§ WHAT YOU HAVE TO DO
Would you return, word for word, the lines of the data below from the line with "Note: spot each instance of the white van" through the line with "Note: spot each instance of the awning", and no others?
---------- RECORDS TO PROCESS
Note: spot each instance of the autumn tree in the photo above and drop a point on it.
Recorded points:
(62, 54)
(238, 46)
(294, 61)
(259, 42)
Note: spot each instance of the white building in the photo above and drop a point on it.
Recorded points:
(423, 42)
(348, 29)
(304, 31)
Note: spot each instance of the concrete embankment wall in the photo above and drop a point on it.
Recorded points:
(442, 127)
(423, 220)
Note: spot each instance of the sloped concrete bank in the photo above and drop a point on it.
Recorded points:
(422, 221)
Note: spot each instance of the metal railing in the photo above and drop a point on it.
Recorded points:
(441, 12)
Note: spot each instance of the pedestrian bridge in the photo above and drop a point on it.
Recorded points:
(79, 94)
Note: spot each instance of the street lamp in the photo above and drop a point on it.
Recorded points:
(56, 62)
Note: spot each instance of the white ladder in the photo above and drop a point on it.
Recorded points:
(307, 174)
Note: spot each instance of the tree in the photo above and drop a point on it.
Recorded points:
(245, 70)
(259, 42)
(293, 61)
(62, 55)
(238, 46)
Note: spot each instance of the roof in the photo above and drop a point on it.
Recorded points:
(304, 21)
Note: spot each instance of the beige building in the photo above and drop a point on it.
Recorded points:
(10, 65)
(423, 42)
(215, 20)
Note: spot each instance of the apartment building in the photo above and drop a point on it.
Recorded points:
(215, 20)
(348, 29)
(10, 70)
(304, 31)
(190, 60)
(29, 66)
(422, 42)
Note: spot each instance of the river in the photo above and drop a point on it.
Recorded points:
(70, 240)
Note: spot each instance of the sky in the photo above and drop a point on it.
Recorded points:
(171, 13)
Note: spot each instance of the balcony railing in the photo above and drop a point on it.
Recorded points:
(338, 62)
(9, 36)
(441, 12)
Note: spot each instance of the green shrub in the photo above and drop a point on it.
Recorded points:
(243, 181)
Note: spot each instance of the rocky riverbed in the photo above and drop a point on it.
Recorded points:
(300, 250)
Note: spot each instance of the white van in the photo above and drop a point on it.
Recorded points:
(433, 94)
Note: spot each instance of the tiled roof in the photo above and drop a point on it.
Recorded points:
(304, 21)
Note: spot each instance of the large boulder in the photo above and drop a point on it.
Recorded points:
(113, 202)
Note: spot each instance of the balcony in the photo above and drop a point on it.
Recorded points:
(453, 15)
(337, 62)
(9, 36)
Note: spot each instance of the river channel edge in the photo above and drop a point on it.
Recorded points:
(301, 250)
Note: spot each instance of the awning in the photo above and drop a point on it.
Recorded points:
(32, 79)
--------------------
§ THE COMPLETED TASK
Note: spot each instance of the white van in the photo above and drop a point on it.
Recorded points:
(433, 94)
Note: spot each instance of the tiled roof in the photo above and drop a point on it.
Recorded points:
(304, 21)
Note: spot each instance of the large boulder in the photo above and drop a point on it.
Recorded points:
(113, 202)
Note: spot each instance of the balcony in the photo above and drop a point on it.
Recorded points:
(453, 15)
(337, 62)
(9, 36)
Note: spot each instance of the river channel edge in the photo above and drop a point on it.
Recorded points:
(301, 250)
Note: spot each instance of the awning in the photo above and drop a point on it.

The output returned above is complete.